→ **Texte fourni**:
Demandons-nous donc une bonne fois, afin de découvrir le sens profond de cette comédie de la vie dans la fiction de Calderon: d’où l’Homme tient-il ce goût pour la comédie, cette tendance à substituer la « personne » à son individualité réelle ou supposée [141] – d’où vient ce besoin de se masquer? Pourquoi les enfants, pourquoi tant d’adultes jouent-ils si volontiers au « théâtre »?

Peut-être parce qu’ils peuvent apprendre volontairement dans le jeu ce que nous devons faire dans la comédie de la vie pour nous connaître et nous éprouver dans notre véritable nature: d’abord voir et expérimenter dans son propre corps comment les autres s’y prennent.

Mais ces « autres » dont nous jouons le rôle, dont nous prenons le masque, sont-ils vraiment tout à fait les « autres »? N’y a-t-il pas en chacun de nous quelque chose du mendiant ou du roi, du héros ou du lâche, du noble ou du vil …?

Ce masque serait alors quelque chose qui, comme tout masque, sert à dissimuler ce qui, en réalité, cherche à se démasquer sous la protection de cette dissimulation! Notre vrai sujet aurait donc un besoin urgent de ce masque pour se défaire, sous sa protection, de quelque chose qui lui colle à la peau mais dont il veut se débarrasser, dont il veut se libérer.

La « personnalité » serait-elle alors ce côté de notre être qui est devenu le plus mûr pour la transformation – la scorie la plus lâche dans notre évolution supérieure? Ou bien celle que nous avons le mieux reconnue, qui, devenue mature, est incorporée en permanence à notre sujet et n’a donc plus besoin d’être « jouée ».

Quelle que soit la valeur de ce masque, nous voyons dans cette personnalité, située en amont du vrai « moi », le lien avec l’environnement qui est destiné à fournir à la phase de développement du « moi » et à son besoin de développement les occasions appropriées qui le guident vers la reconnaissance de ce qui est mûr pour la transformation.

Ainsi, l’acteur réel peut être le plus apte à incarner les rôles qui correspondent à son développement intérieur, c’est-à-dire à son A (Tipheret), lequel travaille sur la phase de son être qu’il est en train de transformer (Malkhout – P, Yesod et sa charge karmique héritée: B), celle qui lui offrent le pressentiment d’une étape future dans une perspective d’accomplissement anticipé, tandis que d’autres rôles doivent rester en dehors de son talent et de son intérêt.

Cette conception de la fonction de la « personnalité » nous conduit à nouveau à un autre type de problème de caractère, tel qu’on le voit de préférence en Orient. Là-bas, pour caractériser la dualité de ce qui constitue le caractère de l’Homme, on a l’habitude d’utiliser une image qui compare ces deux éléments fondamentaux à un véhicule et à son conducteur, qui manœuvre ce véhicule de manière invisible.

→ **Section des données**:
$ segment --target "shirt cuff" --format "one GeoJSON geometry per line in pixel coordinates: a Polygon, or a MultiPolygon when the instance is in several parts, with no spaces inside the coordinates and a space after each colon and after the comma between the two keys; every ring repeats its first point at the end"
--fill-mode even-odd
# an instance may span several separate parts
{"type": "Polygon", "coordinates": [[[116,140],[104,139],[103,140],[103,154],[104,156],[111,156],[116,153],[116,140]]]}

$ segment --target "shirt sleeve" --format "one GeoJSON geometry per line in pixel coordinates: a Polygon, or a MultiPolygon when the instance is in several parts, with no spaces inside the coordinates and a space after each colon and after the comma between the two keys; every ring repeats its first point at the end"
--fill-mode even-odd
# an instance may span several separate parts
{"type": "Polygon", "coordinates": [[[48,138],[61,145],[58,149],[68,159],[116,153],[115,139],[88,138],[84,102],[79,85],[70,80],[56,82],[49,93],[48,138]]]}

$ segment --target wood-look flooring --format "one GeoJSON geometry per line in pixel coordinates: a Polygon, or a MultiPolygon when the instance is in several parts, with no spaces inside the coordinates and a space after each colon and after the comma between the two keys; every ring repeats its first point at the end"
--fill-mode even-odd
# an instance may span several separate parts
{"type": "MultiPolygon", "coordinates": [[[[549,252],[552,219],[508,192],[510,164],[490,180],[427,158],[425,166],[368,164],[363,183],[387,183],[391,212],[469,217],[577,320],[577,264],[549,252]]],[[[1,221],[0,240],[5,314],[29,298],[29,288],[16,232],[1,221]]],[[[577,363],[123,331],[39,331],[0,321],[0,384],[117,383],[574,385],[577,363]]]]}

→ **Vos consignes**:
1. Relevez toutes les figures dont le texte fourni suggère que chacun de nous porte quelque chose en lui.
2. Répondez brièvement à ces questions sur le texte fourni.
(a) Quel auteur est nommé dans la première phrase ?
(b) Outre tant d'adultes, qui joue si volontiers au « théâtre » ?
(c) À quoi l'image en usage en Orient compare-t-elle les deux éléments fondamentaux du caractère ?
3. Poursuivez le texte fourni sur le masque et la personnalité à partir de sa dernière phrase.

→ **Réponses de l'exercice**:
1. Le mendiant, le roi, le héros, le lâche, le noble, le vil.

2.
(a) Calderon.
(b) Les enfants.
(c) À un véhicule et à son conducteur, qui manœuvre ce véhicule de manière invisible.

3.
[142] Ainsi, nous ne pourrions connaître les véritables intentions, voire le véritable caractère du conducteur que par ce qu’il est capable de transmettre au véhicule. La manière dont cette transmission se fait dépend bien sûr dans une très large mesure de la capacité de la machine, mais aussi du génie du conducteur. Un pianiste virtuose réalisera des performances admirables même sur un instrument de moindre qualité, un violoniste pourra jouer magnifiquement sur un misérable violon et même ennoblir son instrument par une utilisation continue. Mais si le piano est désaccordé, l’artiste, même en développant son art au maximum, ne pourra pas éviter que certaines notes de son instrument sonnent faux; les défauts de l’instrument se répercuteront sur lui et l’obligeront à faire le meilleur compromis possible, le meilleur pour lui – et c’est ce compromis qui apparaît d’abord comme le caractère empirique.

Nous ne poursuivrons pas cette idée de la double nature du caractère dans toutes les nuances qu’elle a prises au cours des temps chez différents penseurs; nous nous arrêterons dans un premier temps à la constatation que, dès que l’on aborde, du point de vue psychologique, le problème de l’analyse du caractère, surgit immédiatement la contradiction exposée plus haut entre un caractère vrai, c’est-à-dire permanent, et un caractère apparent, changeant.

Les Latins avaient un proverbe très connu, souvent cité dans le contexte ci-dessus, qui disait ceci:

Naturam expellas furca, tarnen usque recurrit!

« Tu as beau chasser la nature avec des fourches, elle revient toujours. » Mais en allemand, il existe une autre expression qui parle de l’habitude comme d’une « seconde nature » (moi existentiel). Dans ce proverbe latin, il ne peut toutefois s’agir que de la « première » nature (moi essentiel), qui peut donc apparaître comme quelque chose qui se situe au-delà de l’habitude.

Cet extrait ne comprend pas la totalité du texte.